## DOCUMENT EXCERPT
>>>>>

Dog death highlights need to slow down

Dog death highlights need to slow down Our family dog, a 12-year-old golden retriever named Holly, died last Friday evening after a hit-and-run accident on Nisutlin Road. She had just escaped from where I had tethered her, on the fence outside Super A.

Our family dog, a 12-year-old golden retriever named Holly, died last Friday evening after a hit-and-run accident on Nisutlin Road.

She had just escaped from where I had tethered her, on the fence outside Super A.

The truck that struck her was a big, high-suspension pickup, with a broken passenger-side headlight. It had just turned off Lewes Boulevard, speeding towards the dam. Holly was standing on the north side of the road, just outside the bike lane, across from Christ the King school.

The impact was hard, a witness told me, but the driver did not stop.

I learned much later that night that at least seven dogs had been injured or killed like this in recent weeks: hit by motorists who didn’t see the dogs in the dark, or in time, or who were speeding. Dogs need to be securely leashed, fenced or tethered. Attaching a small LED flasher to their collar can make them more visible in the dark. I regret that I didn’t do these things for Holly that night.

Accidents happen. And sometimes they can be prevented.

Too many vehicles speed on Nisutlin Road, especially at night and on weekends. Thirty young families will soon be moving into the new housing built near where this accident occurred. We can’t have careless or dangerous drivers here.

I wish to thank the Alpine Veterinary Medical Centre (Dr. Heather McCann and Rachel Power) for their emergency care, and the RCMP who attended the scene. Anne Roussain and Dave McInnes, Karen-Jean Stewart, and Tony Castonger helped in many kind ways. I am sorry they had to witness this traumatic event.

Perhaps this letter may help prevent similar accidents, in the dark nights ahead.

<<<<<

## PROBLEM REQUIREMENTS
Reproduce the part of the letter about the dog's death from "I learned much" up to and including "dangerous drivers here.". The items that come next are separate material and have no connection to the letter.

## SUPPLIED INFORMATION
>>>>>

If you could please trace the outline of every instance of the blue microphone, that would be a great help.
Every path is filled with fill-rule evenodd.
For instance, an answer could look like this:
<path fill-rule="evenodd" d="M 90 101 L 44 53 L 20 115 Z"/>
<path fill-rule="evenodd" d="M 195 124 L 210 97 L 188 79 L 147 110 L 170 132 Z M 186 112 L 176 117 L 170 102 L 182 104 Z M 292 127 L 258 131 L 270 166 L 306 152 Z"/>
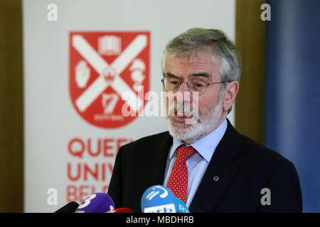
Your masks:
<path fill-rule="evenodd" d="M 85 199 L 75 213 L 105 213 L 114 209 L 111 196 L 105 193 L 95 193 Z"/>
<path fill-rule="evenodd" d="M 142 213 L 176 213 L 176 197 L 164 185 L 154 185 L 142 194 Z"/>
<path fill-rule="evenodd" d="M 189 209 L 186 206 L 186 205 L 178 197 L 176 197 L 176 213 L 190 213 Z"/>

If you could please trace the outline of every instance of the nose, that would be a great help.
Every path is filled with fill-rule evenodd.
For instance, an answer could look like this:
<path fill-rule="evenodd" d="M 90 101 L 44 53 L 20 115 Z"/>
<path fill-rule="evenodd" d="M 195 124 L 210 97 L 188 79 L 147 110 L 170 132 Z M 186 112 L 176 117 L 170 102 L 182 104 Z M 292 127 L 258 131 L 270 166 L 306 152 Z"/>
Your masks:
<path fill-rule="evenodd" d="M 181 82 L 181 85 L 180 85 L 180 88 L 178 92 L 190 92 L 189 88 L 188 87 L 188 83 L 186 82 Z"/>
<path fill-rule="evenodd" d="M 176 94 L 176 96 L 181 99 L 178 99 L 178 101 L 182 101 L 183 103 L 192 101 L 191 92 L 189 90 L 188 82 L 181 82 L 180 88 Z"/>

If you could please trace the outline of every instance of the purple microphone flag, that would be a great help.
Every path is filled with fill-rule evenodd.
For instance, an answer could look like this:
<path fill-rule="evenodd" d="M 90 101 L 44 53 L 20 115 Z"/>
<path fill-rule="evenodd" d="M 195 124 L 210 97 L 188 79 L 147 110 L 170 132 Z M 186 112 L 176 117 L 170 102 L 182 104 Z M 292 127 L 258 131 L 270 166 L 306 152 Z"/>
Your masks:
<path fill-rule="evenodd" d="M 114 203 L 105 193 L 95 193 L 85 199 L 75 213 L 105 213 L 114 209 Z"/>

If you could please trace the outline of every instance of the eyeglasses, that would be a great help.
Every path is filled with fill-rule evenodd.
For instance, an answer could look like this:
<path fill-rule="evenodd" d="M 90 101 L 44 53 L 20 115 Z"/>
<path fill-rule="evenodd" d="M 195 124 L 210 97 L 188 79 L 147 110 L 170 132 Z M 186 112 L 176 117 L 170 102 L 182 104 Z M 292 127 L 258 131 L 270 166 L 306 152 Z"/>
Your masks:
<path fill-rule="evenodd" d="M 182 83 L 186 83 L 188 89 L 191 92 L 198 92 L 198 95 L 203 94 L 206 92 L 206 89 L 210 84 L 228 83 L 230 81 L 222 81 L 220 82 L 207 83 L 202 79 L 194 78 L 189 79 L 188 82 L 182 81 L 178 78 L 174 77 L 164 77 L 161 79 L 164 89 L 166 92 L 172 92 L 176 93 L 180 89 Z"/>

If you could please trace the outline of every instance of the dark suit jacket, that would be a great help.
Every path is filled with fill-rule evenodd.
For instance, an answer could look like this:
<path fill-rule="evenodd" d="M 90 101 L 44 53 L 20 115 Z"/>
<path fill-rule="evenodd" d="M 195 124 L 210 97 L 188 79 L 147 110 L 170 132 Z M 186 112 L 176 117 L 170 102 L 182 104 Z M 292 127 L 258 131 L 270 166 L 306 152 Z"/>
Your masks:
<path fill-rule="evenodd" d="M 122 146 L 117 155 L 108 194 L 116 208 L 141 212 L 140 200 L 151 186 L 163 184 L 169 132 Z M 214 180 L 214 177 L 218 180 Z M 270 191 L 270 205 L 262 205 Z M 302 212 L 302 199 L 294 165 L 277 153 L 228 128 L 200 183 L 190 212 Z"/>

<<<<<
>>>>>

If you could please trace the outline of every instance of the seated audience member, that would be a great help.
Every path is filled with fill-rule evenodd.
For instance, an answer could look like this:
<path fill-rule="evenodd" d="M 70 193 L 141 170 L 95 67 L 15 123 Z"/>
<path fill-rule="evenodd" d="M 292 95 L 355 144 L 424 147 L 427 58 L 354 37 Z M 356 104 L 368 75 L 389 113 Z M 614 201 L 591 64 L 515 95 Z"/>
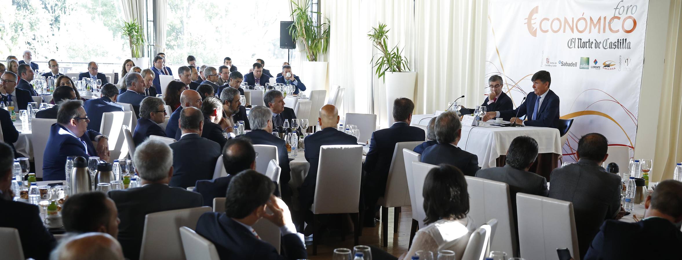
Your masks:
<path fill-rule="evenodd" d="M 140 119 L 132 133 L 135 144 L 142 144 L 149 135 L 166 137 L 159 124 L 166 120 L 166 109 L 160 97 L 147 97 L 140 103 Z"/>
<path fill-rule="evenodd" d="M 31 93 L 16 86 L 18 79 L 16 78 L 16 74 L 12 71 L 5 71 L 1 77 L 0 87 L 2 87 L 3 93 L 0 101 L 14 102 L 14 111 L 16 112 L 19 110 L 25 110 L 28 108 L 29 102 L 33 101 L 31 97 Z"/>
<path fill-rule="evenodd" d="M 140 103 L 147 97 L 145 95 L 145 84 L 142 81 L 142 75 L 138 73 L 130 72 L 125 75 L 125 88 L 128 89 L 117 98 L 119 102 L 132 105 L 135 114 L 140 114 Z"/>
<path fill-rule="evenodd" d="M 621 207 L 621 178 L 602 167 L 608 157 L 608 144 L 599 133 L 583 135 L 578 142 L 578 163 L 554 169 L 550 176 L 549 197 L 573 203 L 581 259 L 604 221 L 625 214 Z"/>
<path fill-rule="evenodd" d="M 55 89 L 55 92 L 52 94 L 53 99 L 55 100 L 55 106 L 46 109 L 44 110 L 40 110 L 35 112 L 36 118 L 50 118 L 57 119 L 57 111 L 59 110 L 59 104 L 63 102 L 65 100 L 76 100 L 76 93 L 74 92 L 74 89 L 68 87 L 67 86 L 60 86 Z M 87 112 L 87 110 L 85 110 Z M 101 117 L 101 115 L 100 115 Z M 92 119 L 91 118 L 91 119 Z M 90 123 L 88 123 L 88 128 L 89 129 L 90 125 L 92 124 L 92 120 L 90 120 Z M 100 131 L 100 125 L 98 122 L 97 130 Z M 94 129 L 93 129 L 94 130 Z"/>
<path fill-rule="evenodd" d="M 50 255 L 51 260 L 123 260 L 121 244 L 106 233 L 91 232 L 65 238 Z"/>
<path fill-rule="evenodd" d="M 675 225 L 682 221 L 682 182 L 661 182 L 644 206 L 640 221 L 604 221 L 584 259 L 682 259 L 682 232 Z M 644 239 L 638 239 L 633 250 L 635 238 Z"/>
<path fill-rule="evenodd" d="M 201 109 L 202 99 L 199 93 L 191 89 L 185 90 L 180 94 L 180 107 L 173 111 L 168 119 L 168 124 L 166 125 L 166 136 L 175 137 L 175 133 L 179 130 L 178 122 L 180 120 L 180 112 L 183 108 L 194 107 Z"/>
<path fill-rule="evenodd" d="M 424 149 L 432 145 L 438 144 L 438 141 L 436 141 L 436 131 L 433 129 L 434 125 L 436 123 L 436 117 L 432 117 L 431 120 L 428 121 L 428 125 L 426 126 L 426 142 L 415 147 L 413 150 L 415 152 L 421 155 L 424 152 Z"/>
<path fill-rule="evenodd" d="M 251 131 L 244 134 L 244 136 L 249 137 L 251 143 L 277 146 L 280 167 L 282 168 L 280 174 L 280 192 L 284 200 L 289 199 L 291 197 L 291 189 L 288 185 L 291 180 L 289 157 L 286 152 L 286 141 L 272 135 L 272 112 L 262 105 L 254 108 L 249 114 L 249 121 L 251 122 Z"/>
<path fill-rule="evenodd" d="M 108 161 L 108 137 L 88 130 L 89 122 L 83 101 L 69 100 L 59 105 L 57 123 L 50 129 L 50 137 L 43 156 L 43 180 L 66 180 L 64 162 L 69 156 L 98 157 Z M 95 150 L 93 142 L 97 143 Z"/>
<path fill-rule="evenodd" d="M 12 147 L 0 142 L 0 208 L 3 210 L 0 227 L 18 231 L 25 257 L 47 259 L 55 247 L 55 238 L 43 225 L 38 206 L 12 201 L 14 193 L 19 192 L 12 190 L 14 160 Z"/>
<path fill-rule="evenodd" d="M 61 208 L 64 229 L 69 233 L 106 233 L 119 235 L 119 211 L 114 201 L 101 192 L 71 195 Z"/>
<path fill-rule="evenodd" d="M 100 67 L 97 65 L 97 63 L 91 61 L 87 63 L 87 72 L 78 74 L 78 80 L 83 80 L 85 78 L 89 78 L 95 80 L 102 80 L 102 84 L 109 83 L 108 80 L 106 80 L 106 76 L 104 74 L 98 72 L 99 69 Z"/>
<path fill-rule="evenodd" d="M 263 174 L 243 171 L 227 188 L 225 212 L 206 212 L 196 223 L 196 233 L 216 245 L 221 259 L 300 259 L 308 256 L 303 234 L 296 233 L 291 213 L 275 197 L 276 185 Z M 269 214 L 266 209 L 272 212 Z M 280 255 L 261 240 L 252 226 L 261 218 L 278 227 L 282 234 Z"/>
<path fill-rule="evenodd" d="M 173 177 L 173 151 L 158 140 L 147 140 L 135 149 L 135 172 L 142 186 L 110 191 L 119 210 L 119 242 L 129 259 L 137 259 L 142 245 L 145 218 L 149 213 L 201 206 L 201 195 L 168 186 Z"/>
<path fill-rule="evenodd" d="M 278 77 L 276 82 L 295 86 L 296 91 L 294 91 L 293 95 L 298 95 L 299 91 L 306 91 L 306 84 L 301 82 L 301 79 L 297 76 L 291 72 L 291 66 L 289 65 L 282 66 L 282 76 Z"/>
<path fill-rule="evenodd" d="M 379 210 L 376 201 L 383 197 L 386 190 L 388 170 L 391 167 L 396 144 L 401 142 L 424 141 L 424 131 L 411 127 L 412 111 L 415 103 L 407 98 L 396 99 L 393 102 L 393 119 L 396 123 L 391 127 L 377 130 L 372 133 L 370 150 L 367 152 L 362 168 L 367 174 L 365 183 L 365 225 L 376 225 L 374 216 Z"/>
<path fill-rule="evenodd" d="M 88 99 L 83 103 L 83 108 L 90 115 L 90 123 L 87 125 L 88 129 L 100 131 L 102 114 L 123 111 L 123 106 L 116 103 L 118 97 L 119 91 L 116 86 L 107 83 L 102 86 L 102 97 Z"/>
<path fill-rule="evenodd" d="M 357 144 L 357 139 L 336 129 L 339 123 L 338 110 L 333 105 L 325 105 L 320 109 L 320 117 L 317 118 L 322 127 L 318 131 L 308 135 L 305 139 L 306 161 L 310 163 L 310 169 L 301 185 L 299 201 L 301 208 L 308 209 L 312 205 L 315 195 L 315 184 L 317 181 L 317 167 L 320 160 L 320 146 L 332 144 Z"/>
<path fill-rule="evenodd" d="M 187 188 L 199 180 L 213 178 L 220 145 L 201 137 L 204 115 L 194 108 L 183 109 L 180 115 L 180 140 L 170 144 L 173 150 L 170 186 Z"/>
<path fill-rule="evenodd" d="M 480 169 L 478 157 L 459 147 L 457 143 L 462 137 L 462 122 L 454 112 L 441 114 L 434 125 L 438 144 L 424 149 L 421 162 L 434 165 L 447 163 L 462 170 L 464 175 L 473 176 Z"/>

<<<<<
>>>>>

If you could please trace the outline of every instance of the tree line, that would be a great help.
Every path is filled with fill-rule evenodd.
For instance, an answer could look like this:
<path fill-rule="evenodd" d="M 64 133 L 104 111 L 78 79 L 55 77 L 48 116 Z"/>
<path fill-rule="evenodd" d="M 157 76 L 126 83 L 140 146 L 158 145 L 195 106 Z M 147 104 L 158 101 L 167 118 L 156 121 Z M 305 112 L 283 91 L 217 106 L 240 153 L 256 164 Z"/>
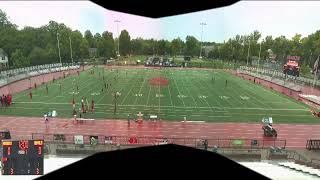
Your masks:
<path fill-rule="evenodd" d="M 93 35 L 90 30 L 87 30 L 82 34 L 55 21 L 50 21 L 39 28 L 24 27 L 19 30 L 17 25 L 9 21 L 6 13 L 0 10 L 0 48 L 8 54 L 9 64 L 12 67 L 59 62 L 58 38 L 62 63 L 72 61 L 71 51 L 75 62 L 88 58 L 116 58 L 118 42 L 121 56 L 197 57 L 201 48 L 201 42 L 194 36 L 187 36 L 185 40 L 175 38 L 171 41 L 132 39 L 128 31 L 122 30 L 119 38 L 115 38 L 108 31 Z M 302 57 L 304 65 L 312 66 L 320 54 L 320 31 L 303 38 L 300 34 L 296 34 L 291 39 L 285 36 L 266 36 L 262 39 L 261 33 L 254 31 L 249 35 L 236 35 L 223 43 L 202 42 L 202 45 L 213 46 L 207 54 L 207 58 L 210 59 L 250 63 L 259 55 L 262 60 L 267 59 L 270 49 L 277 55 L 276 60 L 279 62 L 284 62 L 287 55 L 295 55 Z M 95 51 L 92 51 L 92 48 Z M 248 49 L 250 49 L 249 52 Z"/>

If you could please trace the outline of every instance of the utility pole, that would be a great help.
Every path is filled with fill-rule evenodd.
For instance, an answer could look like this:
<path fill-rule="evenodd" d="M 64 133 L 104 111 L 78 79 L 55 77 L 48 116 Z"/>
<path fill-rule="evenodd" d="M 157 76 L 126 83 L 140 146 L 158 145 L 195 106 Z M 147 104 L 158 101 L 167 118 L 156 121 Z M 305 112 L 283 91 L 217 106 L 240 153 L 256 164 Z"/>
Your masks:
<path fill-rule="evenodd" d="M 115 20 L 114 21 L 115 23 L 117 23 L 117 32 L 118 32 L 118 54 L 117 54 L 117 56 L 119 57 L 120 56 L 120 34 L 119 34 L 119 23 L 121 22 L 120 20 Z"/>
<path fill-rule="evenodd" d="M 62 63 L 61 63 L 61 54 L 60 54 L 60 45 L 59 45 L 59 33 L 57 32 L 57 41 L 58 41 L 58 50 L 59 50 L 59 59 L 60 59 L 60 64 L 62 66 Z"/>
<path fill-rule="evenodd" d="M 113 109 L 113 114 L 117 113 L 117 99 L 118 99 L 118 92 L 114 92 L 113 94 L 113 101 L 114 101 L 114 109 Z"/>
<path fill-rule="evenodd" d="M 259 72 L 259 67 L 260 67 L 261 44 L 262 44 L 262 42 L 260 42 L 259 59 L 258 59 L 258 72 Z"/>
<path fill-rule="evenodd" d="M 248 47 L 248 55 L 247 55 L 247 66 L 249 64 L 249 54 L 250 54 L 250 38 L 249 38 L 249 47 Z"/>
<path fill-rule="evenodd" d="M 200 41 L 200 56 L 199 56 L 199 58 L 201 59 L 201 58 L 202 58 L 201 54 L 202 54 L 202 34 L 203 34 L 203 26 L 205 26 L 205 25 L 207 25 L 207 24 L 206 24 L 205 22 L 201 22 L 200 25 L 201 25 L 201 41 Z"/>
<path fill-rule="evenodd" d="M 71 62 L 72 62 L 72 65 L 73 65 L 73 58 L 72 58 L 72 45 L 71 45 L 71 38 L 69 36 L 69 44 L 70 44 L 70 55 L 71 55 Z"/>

<<<<<

## RESPONSE BELOW
I learned much later that night that at least seven dogs had been injured or killed like this in recent weeks: hit by motorists who didn’t see the dogs in the dark, or in time, or who were speeding. Dogs need to be securely leashed, fenced or tethered. Attaching a small LED flasher to their collar can make them more visible in the dark. I regret that I didn’t do these things for Holly that night.

Accidents happen. And sometimes they can be prevented.

Too many vehicles speed on Nisutlin Road, especially at night and on weekends. Thirty young families will soon be moving into the new housing built near where this accident occurred. We can’t have careless or dangerous drivers here.